[Testo di riferimento]
────────────────────────────────────────

Naturalmente lo spunto è il caso di Agrigento con le sue grottesche primarie per il candidato sindaco. Non uso termini come "assurdo" né "incredibile" o simili. Perché ormai, e non lo dico per rassegnato fatalismo terrone, di incredibile e assurdo nella politica siciliana rimane ben poco. Nel senso che anche le più strane situazioni rispondono alle logiche del potere. E così è persino comprensibile che il Pd (tanto quello della "Ditta", quanto quello che twitta), pur di vincere e governare, a più livelli, finisca per accettare e anzi sponsorizzare alleanze indifendibili, glissando su Silvio Alessi, presidente dell'Akragas, legato a Forza Italia e sospinto dai voti degli elettori di centrodestra verso la vittoria delle primarie di centrosinistra. Alessi è lo stesso che due anni fa ringraziò pubblicamente il compaesano Angelino Alfano, senza il cui interessamento la locale squadra di calcio non avrebbe ottenuto la sponsorizzazione dell'Enel. Senza buttarla sui soliti cliché della Sicilia irredimibile sciasciana, dei paradossi pirandelliani o del famigerato laboratorio politico, quello che è successo all'ombra dei templi (d'altronde, il più importante si chiama "della Concordia") è la conferma di ciò che quel partito, che nasceva sotto lo stereotipo della formazione progressista-ma-anche-moderata, è ormai da qualche anno. Una macchina elettorale oliata solo per vincere. In cui la parola "sinistra" provoca reazioni allergiche, o perlomeno fastidi. E basta con questa vecchia politica, gli stereotipi, i luoghi comuni, bla bla bla, sembrano ripetere i nostri eroi democratici. La politica è cambiata. Le ideologie sono morte. Silvio Alessi è legittimamente il candidato sindaco del centrosinistra ad Agrigento, e può continuare a raccontare la favoletta dell'esponente della società civile su cui convergono voti e sostegno dei partiti. Lo confermano le dichiarazioni del presidente della Regione Crocetta, peraltro, secondo cui ad Agrigento «Forza Italia è spaccata in due e non alleata del Pd». Parole e concetti che neppure un renziano di ferro, finanche Renzi stesso...

────────────────────────────────────────

[Dati forniti]
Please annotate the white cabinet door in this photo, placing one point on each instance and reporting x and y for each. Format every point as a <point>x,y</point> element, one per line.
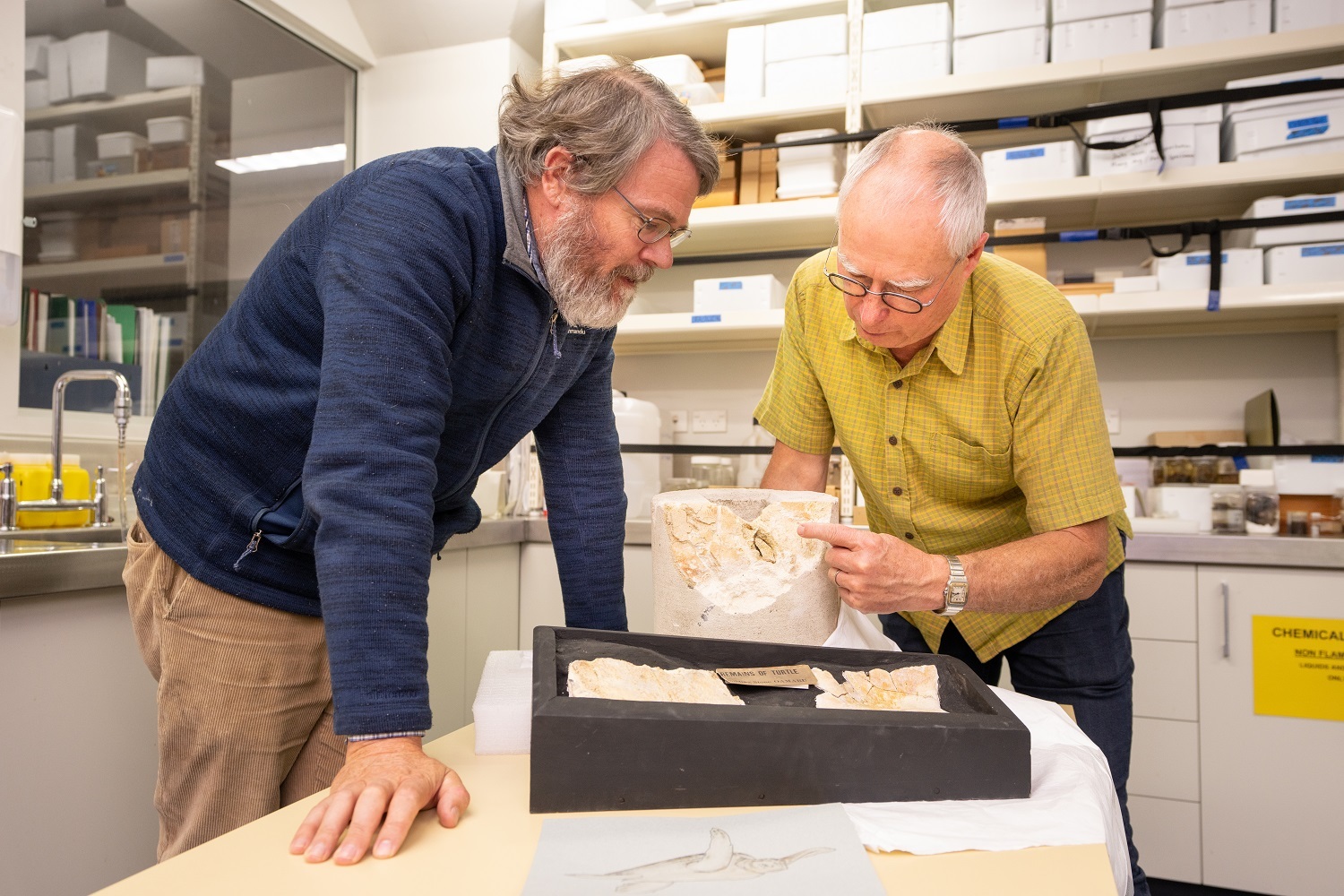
<point>1271,786</point>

────────────────────────────────────────

[Cosa farai]
#1 Nel testo sulle primarie di Agrigento, di quale squadra di calcio è presidente Silvio Alessi?
#2 Prosegui il testo sulle primarie di Agrigento dopo la sua ultima frase.

[Risposte fornite]
#1 Dell'Akragas.

#2
Nella città che ha avuto per sette anni un sindaco eletto in una spuria coalizione di centro-centrosinistra, Marco Zambuto, riconfermato dopo passaggi vari tra Udc e Pdl, infine approdato al Pd renziano, di cui è diventato uomo di punta nell'Isola (presidente dell'assemblea regionale del partito; a sorpresa trombato alle Europee; dimessosi da sindaco per una condanna a due mesi e 20 giorni per abuso d'ufficio, poi annullata in Appello), ecco, in una città così Alessi è la perfetta prosecuzione del Pd con altri mezzi. Con buona pace di von Clausewitz.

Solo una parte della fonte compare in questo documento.